(Beginning of Data to examine)

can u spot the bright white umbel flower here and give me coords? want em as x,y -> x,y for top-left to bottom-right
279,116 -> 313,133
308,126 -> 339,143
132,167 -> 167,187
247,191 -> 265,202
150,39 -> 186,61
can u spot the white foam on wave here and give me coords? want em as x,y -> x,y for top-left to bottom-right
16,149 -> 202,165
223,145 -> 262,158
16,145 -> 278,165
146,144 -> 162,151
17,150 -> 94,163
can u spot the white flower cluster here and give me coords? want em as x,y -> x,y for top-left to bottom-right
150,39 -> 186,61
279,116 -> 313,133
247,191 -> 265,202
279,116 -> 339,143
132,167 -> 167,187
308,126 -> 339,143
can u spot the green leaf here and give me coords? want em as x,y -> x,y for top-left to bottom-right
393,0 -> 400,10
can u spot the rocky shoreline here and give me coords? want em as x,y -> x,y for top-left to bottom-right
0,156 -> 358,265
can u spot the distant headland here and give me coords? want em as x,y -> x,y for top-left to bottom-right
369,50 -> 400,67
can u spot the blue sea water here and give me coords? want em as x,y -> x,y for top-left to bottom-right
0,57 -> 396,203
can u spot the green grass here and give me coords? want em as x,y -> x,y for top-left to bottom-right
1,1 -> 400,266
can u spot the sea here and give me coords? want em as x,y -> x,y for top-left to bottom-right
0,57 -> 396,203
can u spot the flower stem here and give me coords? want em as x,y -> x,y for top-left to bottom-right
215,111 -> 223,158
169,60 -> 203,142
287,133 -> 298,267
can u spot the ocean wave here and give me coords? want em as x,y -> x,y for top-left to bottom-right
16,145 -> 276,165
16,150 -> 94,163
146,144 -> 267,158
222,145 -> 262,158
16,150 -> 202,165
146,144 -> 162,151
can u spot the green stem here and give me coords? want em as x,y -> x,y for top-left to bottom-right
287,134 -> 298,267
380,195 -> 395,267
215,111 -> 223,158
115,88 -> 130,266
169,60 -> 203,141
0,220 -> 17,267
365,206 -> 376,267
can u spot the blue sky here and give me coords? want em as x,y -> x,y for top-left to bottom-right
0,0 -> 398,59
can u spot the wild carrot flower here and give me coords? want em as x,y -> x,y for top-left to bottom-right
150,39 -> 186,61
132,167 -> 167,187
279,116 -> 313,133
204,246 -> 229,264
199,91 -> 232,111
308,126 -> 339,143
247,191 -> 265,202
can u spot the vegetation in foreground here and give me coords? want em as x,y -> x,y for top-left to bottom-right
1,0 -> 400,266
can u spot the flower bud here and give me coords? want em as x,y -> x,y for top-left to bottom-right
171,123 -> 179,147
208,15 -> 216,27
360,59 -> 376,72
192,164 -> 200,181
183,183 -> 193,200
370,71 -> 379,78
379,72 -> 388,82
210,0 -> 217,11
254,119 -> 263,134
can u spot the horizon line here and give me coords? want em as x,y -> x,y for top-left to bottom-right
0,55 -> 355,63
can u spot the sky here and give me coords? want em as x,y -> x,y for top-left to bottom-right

(End of Data to examine)

» **About this task**
What needs duplicating is the run of lines from the one containing "can u spot the blue sky" through the last line of the entries above, exact and complete.

» **Reply to the task**
can u spot the blue sky here and give me coords? want em as x,y -> x,y for top-left to bottom-right
0,0 -> 398,59
can u spot the wild carrot flower here and give me coords? want em as x,y -> x,y for top-left to bottom-right
150,39 -> 186,61
132,167 -> 167,187
279,116 -> 313,133
204,246 -> 229,264
199,91 -> 232,111
308,126 -> 339,143
247,191 -> 265,202
can u spot the vegetation in foreground here and give me coords? want em as x,y -> x,y for top-left to bottom-right
1,0 -> 400,266
can u spot the flower bud here and give me coords? want em as x,y -> x,y for top-left to bottom-right
171,123 -> 179,147
208,15 -> 216,27
360,59 -> 376,72
192,164 -> 200,181
183,183 -> 193,200
370,71 -> 379,78
379,72 -> 388,82
210,0 -> 217,11
254,119 -> 263,134
can u spot the horizon line here and give me coords? want em as x,y -> x,y for top-left to bottom-right
0,55 -> 355,63
can u spot the sky here and give me coords? want em as x,y -> x,y for top-left to bottom-right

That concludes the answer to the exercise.